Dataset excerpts

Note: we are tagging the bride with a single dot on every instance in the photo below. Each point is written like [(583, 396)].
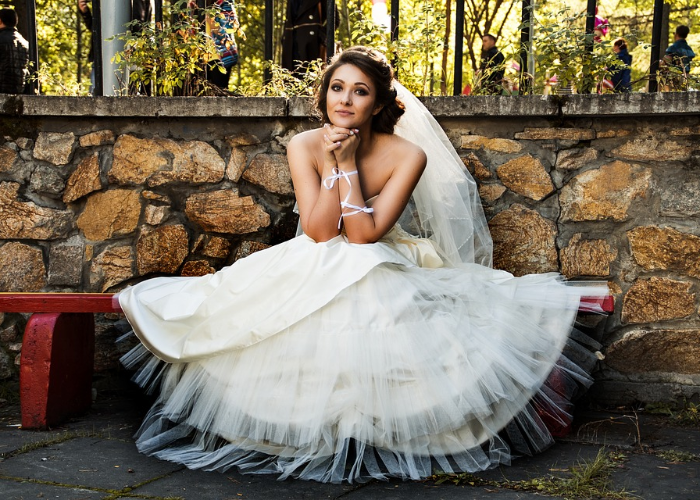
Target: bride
[(377, 343)]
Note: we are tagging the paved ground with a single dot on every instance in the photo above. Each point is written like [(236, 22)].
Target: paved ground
[(93, 457)]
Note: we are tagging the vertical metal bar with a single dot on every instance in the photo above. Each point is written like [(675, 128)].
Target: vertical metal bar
[(269, 21), (33, 48), (158, 11), (330, 29), (79, 46), (459, 46), (525, 47), (97, 44), (590, 25), (655, 45), (395, 33)]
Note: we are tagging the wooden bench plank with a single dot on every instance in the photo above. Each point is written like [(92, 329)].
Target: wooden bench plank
[(58, 302)]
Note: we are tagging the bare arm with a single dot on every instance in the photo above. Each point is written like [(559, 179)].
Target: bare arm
[(319, 208), (368, 227)]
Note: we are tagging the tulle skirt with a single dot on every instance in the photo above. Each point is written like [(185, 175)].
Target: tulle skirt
[(393, 369)]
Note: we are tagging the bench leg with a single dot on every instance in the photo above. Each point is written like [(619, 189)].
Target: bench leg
[(56, 366)]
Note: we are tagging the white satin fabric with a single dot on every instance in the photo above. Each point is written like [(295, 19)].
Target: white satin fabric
[(336, 361)]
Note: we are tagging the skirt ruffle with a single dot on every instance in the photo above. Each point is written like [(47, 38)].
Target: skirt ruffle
[(406, 372)]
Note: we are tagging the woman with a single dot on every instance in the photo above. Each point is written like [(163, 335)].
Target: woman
[(359, 350), (621, 76)]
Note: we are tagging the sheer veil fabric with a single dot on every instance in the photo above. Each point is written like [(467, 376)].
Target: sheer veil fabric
[(341, 362)]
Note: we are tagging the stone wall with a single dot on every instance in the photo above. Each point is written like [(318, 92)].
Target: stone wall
[(98, 193)]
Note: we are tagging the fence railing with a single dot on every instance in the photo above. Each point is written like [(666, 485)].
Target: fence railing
[(525, 38)]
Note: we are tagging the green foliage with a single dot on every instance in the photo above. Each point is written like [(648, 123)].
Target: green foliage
[(687, 413), (562, 50), (58, 23), (170, 59), (416, 54), (587, 479)]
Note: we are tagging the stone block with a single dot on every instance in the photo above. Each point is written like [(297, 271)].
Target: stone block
[(236, 164), (586, 257), (657, 299), (681, 197), (162, 250), (491, 192), (97, 138), (667, 249), (271, 172), (653, 149), (155, 214), (526, 176), (197, 268), (217, 247), (66, 263), (226, 212), (84, 180), (475, 167), (645, 351), (111, 267), (110, 214), (24, 143), (26, 220), (496, 145), (549, 133), (54, 147), (604, 193), (160, 161), (46, 180), (524, 241), (8, 157), (249, 247), (572, 159), (242, 139), (21, 268)]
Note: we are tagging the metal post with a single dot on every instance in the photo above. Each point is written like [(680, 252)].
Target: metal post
[(33, 49), (330, 29), (394, 20), (655, 45), (97, 44), (158, 12), (590, 25), (459, 47), (525, 47), (269, 21)]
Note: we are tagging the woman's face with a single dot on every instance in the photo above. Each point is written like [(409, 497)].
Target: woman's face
[(351, 98)]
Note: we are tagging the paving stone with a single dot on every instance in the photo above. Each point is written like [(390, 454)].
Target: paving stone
[(202, 485), (117, 465), (12, 490), (653, 478)]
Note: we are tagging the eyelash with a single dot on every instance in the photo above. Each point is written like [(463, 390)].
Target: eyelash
[(338, 88)]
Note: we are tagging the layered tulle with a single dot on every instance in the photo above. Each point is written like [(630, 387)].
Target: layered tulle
[(338, 361)]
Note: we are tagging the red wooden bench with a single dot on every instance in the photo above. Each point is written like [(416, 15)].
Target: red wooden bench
[(58, 350)]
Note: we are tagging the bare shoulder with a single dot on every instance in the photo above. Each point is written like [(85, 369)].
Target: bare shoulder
[(306, 139), (407, 153)]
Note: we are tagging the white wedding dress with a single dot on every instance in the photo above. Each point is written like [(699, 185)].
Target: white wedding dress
[(337, 361)]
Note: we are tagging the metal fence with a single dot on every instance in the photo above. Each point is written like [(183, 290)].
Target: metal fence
[(525, 38)]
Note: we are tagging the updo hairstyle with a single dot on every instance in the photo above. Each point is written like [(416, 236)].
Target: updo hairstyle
[(375, 65)]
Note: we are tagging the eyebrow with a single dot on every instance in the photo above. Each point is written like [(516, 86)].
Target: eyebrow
[(356, 83)]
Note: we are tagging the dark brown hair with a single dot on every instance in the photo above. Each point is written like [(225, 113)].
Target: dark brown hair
[(375, 65)]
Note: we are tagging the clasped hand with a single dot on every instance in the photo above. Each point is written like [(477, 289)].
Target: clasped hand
[(340, 144)]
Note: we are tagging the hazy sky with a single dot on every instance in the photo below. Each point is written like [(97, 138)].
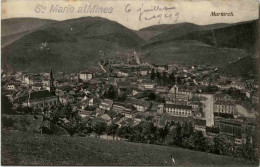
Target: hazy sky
[(131, 13)]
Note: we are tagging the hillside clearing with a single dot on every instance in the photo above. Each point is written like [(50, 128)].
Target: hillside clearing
[(29, 148)]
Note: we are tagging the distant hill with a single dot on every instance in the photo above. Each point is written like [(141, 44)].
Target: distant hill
[(159, 32), (246, 67), (242, 36), (27, 148), (15, 28), (75, 44), (69, 45)]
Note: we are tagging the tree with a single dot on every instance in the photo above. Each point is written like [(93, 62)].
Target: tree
[(164, 78), (162, 133), (99, 128), (6, 106), (152, 76), (110, 93), (149, 132), (218, 144), (187, 129), (112, 129), (175, 135)]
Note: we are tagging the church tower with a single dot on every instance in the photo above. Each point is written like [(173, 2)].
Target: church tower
[(51, 83)]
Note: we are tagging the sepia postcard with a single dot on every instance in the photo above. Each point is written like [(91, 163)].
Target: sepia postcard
[(130, 83)]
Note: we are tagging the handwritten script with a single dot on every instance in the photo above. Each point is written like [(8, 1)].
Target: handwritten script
[(154, 12)]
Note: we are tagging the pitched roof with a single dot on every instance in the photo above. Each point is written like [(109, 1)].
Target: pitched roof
[(139, 102), (200, 122), (222, 102)]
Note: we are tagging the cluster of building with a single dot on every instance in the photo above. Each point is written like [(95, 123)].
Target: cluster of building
[(94, 95)]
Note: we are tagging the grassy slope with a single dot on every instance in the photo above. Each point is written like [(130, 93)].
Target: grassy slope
[(15, 28), (191, 52), (245, 67), (34, 149)]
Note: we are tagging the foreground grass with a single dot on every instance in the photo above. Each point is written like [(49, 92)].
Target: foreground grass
[(29, 148)]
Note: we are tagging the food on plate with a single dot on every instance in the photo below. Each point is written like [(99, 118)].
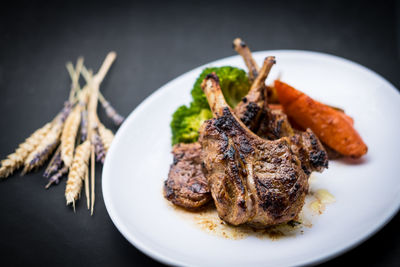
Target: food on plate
[(187, 120), (241, 47), (249, 155), (334, 129), (253, 181), (186, 185)]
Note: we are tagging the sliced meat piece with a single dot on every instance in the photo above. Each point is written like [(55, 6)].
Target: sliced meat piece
[(274, 125), (186, 185), (311, 152)]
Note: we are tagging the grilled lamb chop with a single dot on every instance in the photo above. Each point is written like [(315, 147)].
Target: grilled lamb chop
[(252, 180), (186, 185), (250, 109), (270, 124), (242, 49)]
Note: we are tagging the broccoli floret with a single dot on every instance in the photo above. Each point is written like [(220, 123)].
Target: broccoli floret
[(234, 85), (186, 121)]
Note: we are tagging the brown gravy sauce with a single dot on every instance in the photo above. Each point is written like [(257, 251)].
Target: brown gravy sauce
[(207, 219)]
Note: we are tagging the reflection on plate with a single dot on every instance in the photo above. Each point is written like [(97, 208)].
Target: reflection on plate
[(367, 191)]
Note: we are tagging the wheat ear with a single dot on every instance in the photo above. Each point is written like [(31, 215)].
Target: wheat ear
[(69, 135), (41, 153), (77, 172), (15, 160), (106, 136)]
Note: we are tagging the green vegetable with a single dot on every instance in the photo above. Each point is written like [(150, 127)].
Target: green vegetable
[(234, 84), (186, 121)]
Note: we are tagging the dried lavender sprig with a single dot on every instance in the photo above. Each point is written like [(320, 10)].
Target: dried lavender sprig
[(84, 125), (99, 148), (54, 165), (56, 177), (110, 111), (66, 110), (37, 157)]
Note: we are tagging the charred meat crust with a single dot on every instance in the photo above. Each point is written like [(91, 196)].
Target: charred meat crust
[(229, 153), (186, 185)]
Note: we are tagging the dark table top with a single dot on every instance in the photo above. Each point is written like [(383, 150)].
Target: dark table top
[(155, 42)]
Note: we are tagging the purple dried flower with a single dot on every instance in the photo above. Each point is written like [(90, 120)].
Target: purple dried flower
[(99, 148), (55, 164), (84, 125), (112, 113), (56, 177), (66, 110)]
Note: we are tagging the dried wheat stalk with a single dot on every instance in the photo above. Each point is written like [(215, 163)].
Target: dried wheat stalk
[(106, 136), (69, 135), (15, 160), (41, 153), (77, 172)]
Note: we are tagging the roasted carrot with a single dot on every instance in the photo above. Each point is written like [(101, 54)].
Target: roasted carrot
[(330, 125), (341, 111)]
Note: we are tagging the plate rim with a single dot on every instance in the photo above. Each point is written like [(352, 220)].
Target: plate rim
[(384, 220)]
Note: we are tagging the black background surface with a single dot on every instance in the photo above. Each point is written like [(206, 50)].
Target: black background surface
[(155, 42)]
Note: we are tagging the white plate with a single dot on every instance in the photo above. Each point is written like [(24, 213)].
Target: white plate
[(367, 192)]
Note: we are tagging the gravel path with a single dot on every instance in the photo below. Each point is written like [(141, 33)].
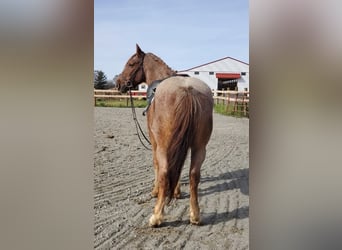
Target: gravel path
[(123, 176)]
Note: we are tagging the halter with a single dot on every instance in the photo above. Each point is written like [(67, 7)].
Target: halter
[(129, 83)]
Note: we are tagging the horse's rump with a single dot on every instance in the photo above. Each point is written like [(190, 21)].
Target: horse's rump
[(187, 104)]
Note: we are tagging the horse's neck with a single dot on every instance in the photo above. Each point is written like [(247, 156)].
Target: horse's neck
[(157, 70)]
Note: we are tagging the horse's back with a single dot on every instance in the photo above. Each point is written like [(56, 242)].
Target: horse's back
[(173, 84)]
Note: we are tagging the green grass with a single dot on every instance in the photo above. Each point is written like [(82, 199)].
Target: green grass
[(218, 108), (120, 103), (223, 109)]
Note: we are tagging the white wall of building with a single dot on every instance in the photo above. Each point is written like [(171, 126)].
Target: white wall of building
[(207, 72)]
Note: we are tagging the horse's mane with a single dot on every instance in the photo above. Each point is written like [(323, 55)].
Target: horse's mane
[(158, 59)]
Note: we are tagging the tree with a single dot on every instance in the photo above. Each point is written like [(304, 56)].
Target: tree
[(100, 79)]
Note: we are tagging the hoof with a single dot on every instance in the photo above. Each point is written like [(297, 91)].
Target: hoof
[(154, 193), (195, 221), (154, 221), (176, 195)]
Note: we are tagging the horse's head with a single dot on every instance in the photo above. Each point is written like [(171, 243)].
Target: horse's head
[(133, 73)]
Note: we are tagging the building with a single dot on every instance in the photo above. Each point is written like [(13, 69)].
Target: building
[(223, 74)]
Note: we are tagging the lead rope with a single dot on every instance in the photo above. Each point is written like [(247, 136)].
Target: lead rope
[(137, 125)]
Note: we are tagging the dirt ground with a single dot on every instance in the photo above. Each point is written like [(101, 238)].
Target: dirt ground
[(123, 177)]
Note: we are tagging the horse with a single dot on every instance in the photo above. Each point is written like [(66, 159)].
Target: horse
[(179, 119)]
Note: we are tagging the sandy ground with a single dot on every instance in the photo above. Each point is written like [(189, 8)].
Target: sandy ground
[(123, 176)]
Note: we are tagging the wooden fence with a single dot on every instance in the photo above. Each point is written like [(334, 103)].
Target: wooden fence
[(237, 101)]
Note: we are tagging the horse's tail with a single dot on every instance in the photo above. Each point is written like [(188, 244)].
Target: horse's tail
[(182, 135)]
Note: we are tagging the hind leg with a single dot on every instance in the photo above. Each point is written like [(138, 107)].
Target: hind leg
[(177, 193), (155, 166), (155, 186), (158, 213), (197, 158)]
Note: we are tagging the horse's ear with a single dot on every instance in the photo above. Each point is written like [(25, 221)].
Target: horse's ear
[(139, 51)]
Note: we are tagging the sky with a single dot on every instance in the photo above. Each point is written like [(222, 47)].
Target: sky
[(183, 33)]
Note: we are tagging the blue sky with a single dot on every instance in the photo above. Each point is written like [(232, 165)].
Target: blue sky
[(184, 33)]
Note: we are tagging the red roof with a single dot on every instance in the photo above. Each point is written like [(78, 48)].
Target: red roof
[(214, 62), (228, 75)]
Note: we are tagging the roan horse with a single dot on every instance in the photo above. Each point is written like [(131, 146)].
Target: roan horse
[(179, 119)]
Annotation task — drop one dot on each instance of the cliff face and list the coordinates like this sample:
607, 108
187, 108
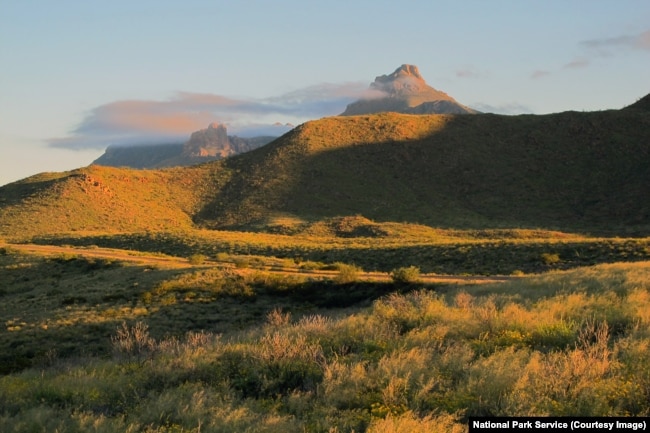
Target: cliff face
210, 142
204, 145
405, 91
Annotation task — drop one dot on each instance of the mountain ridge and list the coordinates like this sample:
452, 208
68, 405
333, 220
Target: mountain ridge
405, 91
567, 171
208, 144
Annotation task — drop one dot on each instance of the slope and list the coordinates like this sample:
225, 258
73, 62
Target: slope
104, 199
578, 171
585, 172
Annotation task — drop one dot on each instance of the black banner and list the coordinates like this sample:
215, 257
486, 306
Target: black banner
557, 424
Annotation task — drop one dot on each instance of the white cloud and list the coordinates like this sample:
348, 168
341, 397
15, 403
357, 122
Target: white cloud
173, 120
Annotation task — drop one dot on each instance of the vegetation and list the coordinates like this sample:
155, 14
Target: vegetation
329, 281
564, 343
406, 275
581, 172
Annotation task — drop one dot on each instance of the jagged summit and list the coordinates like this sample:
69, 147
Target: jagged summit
405, 91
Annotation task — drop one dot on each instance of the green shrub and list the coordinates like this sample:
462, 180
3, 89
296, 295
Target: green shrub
197, 259
550, 258
347, 273
406, 275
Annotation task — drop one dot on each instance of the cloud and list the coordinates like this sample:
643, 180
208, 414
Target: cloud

• INSTRUCTIONS TO FOLLOW: Every line above with the string "below" in it should be copied into the answer.

• RESPONSE FOR THIS EXERCISE:
Note: we are tagging the bride with a single dot on every instance in the photo below. Each point is written like [(583, 396)].
Note: we are tagging the hazy sky with a single dot on every instance in the photo below. Each point is written like [(97, 138)].
Note: we are tagging the food on plate with a single dot on every instance in the photo below. Each point is written like [(99, 118)].
Note: we are tagging the gravel path with a single dot on every instance in the photo below. Each point is written like [(141, 33)].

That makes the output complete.